• **Stated exercise**: Report each line of the data below that contains the word "shrub", copying it in full. Case counts, so a line matches only if its letters have the same capitalization.

• **Provided records**:
──────────

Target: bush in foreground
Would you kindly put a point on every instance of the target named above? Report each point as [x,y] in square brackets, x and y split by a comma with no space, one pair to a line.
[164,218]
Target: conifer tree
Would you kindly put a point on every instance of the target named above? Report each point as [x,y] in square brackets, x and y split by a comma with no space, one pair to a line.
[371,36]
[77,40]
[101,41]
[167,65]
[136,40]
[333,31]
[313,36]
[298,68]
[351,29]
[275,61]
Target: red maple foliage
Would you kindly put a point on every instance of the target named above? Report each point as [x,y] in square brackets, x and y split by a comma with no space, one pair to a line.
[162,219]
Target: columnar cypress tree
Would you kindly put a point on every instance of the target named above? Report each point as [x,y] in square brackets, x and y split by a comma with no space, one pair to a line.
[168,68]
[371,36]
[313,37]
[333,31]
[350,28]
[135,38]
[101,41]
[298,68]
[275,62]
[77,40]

──────────

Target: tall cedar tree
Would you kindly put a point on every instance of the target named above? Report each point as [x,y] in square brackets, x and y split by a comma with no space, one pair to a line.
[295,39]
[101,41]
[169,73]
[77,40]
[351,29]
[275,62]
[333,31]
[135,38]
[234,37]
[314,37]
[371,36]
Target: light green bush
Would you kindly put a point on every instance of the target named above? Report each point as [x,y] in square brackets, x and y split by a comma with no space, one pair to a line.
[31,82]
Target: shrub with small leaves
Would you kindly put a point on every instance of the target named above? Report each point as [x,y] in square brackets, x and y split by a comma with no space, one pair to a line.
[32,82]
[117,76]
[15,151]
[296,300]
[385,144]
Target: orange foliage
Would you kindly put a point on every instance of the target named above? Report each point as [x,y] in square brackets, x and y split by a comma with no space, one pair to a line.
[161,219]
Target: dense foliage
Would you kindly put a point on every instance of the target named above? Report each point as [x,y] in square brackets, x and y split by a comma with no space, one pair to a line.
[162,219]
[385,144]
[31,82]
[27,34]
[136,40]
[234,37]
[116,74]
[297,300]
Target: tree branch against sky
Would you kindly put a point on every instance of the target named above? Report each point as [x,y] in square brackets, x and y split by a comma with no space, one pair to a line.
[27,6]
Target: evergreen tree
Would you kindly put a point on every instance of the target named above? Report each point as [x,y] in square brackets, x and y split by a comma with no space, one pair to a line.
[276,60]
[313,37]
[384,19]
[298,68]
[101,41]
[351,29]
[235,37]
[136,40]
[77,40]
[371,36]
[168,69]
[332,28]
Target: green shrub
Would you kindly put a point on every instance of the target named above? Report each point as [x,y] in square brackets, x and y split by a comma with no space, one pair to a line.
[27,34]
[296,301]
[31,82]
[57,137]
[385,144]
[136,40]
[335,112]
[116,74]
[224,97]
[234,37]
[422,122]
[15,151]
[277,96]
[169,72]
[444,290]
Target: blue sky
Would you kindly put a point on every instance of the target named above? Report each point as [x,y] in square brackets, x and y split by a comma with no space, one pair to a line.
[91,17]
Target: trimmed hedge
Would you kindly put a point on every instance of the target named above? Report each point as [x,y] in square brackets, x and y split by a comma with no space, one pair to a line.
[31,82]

──────────

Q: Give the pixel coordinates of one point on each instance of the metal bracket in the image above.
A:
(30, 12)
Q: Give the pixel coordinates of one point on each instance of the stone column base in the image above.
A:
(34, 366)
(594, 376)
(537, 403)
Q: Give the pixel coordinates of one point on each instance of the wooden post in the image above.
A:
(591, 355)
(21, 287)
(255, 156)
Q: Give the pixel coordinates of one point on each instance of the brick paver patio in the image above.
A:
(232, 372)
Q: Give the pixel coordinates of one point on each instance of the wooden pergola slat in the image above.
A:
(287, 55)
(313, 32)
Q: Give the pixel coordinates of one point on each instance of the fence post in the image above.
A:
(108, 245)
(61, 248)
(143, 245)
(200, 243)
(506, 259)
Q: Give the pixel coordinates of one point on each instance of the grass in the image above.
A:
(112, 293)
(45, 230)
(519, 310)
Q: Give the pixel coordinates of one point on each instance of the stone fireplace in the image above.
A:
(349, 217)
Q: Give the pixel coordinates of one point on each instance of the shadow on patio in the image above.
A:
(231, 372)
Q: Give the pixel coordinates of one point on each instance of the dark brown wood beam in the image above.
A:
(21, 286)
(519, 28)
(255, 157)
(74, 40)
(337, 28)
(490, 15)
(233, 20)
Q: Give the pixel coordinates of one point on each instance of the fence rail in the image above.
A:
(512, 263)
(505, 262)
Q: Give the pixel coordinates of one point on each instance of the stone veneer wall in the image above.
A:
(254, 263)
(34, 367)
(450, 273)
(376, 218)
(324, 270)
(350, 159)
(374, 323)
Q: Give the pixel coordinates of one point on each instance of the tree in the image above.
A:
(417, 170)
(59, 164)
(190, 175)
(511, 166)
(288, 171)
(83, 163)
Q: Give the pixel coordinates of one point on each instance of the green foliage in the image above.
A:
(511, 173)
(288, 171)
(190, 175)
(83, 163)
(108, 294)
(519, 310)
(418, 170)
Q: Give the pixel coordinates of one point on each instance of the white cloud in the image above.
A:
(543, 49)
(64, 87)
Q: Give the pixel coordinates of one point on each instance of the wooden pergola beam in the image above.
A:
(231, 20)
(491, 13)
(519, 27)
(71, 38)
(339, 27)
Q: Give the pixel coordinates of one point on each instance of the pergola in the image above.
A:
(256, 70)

──────────

• **Exercise response**:
Target: shrub with small leaves
Target: green shrub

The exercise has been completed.